▸ DATA ENTRIES:
----

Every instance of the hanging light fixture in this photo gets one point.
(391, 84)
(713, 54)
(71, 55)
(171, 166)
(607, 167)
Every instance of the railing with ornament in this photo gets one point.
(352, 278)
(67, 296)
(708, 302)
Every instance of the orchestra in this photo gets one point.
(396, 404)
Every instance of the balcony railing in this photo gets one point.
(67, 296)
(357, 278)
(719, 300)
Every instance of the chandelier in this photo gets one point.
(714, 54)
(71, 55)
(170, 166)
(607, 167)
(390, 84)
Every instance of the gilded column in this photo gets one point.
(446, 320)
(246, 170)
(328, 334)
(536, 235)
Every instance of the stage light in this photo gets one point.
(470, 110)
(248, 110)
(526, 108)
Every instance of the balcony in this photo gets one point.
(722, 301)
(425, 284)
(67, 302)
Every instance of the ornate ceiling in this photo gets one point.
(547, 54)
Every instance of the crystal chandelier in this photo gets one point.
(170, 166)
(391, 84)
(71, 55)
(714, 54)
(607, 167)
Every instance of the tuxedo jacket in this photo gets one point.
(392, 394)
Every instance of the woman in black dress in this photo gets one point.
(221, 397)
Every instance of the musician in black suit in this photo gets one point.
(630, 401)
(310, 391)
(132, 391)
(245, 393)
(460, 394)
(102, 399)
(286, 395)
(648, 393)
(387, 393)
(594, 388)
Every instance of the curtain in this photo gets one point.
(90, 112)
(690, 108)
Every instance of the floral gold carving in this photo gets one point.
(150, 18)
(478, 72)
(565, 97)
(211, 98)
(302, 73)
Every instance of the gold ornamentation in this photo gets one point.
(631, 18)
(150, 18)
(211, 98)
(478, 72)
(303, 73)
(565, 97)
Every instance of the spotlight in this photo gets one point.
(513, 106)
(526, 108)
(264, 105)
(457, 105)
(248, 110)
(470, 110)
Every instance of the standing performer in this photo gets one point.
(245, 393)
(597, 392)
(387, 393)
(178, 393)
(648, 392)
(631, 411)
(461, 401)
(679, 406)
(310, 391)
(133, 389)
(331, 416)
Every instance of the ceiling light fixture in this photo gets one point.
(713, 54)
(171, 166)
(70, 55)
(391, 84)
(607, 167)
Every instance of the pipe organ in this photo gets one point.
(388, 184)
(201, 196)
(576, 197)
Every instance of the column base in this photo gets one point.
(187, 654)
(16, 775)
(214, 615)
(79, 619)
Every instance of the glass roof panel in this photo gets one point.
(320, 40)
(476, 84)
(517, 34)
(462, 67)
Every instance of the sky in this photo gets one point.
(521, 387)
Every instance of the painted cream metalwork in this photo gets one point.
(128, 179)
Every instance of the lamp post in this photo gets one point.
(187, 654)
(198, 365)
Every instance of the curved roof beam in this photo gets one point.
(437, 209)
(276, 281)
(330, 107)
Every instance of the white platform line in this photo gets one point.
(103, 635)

----

▸ JOB: Retype all the records, matching them exactly.

▸ COMPLETE OUTPUT:
Every instance of the hanging light fixture in this photo gets one point.
(391, 84)
(713, 54)
(71, 55)
(171, 166)
(607, 167)
Every instance of the railing with ornament in this photo gets one point.
(352, 278)
(67, 296)
(708, 302)
Every instance of the orchestra in this photo gets one point.
(396, 404)
Every instance of the balcony railing in this photo gets one point.
(67, 296)
(357, 278)
(719, 300)
Every instance of the chandelier in this photo gets one point.
(714, 54)
(71, 55)
(170, 166)
(607, 167)
(390, 84)
Every instance of the gilded column in this photo gets one point.
(446, 320)
(246, 170)
(328, 334)
(536, 235)
Every instance of the stage light in this photo gets one point.
(470, 110)
(248, 110)
(526, 108)
Every instance of the balcony in this photo gets one point.
(722, 301)
(425, 284)
(67, 302)
Every instance of the ornate ceiling in this photo gets one point.
(547, 54)
Every instance of the crystal chandelier in this photo gets one point.
(170, 166)
(391, 84)
(71, 55)
(714, 54)
(607, 167)
Every instance of the tuxedo jacket in this photo gets one point.
(392, 394)
Every instance of the woman in black dress in this photo gets one point.
(221, 397)
Every instance of the musician in black suit in this photo gets one point.
(630, 401)
(310, 391)
(132, 391)
(245, 393)
(460, 394)
(102, 399)
(286, 395)
(648, 393)
(387, 393)
(594, 388)
Every instance of the curtain in this photo gets one point.
(90, 112)
(690, 108)
Every instance of the floral gold carving in this photo gets one point.
(150, 18)
(478, 72)
(565, 97)
(211, 98)
(302, 73)
Every instance of the gold ornamentation in this photo gets one point.
(631, 18)
(150, 18)
(211, 98)
(478, 72)
(303, 73)
(565, 97)
Every instance of the spotlight in this photo gets one point.
(513, 106)
(526, 108)
(264, 105)
(457, 105)
(248, 110)
(470, 110)
Every instance of the standing performer in this photo gets one point.
(245, 393)
(597, 392)
(387, 393)
(178, 393)
(648, 392)
(631, 411)
(461, 401)
(679, 406)
(310, 391)
(133, 389)
(331, 416)
Every instance of the ceiling light fixture in this photo gets one point.
(713, 54)
(171, 166)
(70, 55)
(391, 84)
(607, 167)
Every instance of the pipe organ in this photo gets one point.
(388, 184)
(201, 196)
(576, 197)
Every instance of the column base in this photo gets one point.
(187, 654)
(16, 775)
(214, 615)
(79, 619)
Every instance of the glass roof panel in this photo gets one point.
(320, 40)
(476, 84)
(517, 34)
(462, 67)
Every instance of the sky in this photo gets one point.
(521, 387)
Every instance of the painted cream metalwork in this photo gets one point.
(128, 179)
Every instance of the lamp post in this photo gets one point.
(187, 654)
(198, 365)
Every instance of the curved roof beam in this photo gets one point.
(437, 209)
(276, 281)
(330, 107)
Every instance of the white platform line in this photo gets one point.
(103, 635)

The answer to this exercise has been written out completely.